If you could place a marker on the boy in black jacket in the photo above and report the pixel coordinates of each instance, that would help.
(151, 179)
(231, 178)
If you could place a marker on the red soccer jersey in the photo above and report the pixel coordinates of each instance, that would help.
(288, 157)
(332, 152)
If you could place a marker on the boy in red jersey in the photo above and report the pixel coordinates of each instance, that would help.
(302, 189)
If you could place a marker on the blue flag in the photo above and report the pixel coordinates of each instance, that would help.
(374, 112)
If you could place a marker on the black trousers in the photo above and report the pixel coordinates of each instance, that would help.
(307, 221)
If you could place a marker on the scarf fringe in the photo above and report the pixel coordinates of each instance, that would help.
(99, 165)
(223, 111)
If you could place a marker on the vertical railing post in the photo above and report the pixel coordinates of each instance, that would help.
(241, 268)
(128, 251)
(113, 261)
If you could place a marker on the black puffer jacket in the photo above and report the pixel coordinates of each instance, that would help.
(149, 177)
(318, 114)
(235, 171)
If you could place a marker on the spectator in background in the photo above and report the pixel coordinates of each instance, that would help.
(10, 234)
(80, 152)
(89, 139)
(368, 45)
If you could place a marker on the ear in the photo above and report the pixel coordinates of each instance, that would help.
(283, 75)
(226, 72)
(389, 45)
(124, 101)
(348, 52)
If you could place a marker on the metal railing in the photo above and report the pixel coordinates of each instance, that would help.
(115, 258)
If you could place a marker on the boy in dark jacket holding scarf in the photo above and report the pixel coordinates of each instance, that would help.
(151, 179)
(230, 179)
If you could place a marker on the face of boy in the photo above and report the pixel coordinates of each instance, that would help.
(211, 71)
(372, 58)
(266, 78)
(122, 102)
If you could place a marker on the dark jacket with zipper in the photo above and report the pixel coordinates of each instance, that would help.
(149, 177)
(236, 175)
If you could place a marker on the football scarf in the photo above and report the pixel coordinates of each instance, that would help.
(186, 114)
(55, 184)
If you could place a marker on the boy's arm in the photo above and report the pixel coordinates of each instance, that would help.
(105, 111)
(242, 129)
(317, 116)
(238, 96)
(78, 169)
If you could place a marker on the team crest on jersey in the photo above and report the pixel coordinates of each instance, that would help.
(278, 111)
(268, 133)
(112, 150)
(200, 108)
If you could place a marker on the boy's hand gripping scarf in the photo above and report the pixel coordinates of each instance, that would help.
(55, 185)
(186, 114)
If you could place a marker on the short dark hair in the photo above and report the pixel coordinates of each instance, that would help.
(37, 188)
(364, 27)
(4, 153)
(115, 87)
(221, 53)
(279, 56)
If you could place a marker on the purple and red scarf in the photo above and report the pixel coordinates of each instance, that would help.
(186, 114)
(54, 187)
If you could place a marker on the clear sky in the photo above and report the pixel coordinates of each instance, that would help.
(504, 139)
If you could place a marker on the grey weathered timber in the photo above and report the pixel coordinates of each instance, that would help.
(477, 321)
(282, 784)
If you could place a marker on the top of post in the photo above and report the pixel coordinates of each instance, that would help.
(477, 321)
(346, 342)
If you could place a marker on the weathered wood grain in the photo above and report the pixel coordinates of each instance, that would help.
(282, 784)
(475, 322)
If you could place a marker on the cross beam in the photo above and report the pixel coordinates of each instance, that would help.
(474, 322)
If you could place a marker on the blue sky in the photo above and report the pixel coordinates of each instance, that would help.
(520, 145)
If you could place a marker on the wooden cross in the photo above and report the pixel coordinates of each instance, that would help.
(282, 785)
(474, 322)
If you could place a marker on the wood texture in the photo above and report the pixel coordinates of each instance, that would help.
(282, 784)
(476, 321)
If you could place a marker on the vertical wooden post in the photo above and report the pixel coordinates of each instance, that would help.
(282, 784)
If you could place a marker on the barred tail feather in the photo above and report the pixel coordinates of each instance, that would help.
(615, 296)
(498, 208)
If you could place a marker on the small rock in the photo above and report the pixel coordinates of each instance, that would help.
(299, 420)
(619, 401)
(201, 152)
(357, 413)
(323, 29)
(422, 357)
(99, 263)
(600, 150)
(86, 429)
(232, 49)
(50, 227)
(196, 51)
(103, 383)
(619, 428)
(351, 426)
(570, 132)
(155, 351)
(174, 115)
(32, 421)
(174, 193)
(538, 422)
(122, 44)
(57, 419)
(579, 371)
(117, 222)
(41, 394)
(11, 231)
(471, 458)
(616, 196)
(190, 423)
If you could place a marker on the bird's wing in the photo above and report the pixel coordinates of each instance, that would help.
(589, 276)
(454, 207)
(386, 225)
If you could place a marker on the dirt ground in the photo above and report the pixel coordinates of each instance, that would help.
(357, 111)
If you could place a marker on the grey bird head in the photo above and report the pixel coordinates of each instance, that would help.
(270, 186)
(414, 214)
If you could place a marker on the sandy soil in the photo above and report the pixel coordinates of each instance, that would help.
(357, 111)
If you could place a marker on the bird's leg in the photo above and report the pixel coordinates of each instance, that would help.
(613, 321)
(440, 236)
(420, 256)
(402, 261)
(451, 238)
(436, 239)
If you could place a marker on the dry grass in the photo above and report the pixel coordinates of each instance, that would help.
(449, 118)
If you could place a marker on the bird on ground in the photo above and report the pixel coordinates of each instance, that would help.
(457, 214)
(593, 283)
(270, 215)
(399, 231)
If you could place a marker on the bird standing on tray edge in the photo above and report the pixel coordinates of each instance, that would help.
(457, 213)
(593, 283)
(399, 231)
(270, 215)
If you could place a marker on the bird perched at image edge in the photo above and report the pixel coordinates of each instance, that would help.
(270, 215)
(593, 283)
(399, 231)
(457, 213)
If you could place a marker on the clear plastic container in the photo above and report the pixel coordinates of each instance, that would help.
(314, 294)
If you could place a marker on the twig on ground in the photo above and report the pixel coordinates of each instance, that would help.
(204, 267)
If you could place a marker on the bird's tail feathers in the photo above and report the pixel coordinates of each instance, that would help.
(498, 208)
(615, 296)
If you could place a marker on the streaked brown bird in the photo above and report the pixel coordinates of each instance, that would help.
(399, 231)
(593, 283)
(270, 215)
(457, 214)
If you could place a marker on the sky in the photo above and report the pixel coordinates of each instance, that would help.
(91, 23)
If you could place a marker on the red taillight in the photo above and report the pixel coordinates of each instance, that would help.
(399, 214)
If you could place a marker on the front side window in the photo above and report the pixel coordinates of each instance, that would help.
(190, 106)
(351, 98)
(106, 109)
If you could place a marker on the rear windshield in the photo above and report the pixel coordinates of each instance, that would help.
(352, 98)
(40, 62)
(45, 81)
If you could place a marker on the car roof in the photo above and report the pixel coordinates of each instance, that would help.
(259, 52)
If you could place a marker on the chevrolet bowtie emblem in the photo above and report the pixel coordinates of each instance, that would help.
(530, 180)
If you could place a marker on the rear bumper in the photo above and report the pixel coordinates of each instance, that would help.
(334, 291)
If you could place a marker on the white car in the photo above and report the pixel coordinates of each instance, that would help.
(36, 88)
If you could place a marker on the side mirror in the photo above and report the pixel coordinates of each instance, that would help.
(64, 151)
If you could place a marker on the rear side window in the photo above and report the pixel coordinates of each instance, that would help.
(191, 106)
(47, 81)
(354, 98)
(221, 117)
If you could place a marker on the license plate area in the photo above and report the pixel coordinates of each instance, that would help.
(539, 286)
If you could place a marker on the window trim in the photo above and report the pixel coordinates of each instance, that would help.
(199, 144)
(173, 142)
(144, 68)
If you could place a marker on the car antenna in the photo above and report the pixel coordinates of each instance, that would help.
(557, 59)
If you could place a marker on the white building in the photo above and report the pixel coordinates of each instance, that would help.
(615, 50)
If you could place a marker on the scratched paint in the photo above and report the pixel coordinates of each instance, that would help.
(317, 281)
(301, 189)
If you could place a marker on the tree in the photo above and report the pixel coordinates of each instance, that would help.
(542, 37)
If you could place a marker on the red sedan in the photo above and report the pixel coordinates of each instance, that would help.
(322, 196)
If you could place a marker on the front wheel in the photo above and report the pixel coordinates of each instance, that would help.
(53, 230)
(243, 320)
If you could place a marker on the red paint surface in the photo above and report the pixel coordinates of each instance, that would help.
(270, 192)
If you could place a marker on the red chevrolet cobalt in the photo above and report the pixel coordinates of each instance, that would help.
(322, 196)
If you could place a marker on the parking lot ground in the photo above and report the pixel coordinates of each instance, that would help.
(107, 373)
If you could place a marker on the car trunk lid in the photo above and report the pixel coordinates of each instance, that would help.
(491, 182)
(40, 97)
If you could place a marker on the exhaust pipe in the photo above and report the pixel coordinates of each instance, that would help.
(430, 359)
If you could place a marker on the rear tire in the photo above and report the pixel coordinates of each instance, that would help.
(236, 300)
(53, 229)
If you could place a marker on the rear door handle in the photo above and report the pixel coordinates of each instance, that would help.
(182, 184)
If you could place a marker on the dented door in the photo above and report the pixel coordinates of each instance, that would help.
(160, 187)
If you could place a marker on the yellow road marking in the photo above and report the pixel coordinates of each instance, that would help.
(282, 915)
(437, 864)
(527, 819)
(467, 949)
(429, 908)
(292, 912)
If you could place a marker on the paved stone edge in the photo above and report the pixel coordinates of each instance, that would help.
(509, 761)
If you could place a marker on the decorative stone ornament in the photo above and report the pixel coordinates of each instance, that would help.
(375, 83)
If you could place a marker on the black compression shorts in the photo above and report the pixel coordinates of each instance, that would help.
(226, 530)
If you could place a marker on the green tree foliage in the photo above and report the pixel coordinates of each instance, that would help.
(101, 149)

----

**EXERCISE DETAILS:** Output the line containing "If you could place a marker on the paved" and all lines after it to the end of the records, exactly as given.

**EXERCISE RESULT:**
If you could place a marker on the paved stone edge in the photo above and report the pixel coordinates of each instance, that would help.
(509, 761)
If you could place a marker on the decorative stone ornament in the photo above and report the pixel coordinates of each instance, that would help.
(375, 83)
If you could place a marker on the black compression shorts in the photo above and report the pixel coordinates of each instance, that would help.
(226, 530)
If you could place a marker on the green tree foliage in the photo above and report the pixel coordinates of each instance, that would help.
(101, 149)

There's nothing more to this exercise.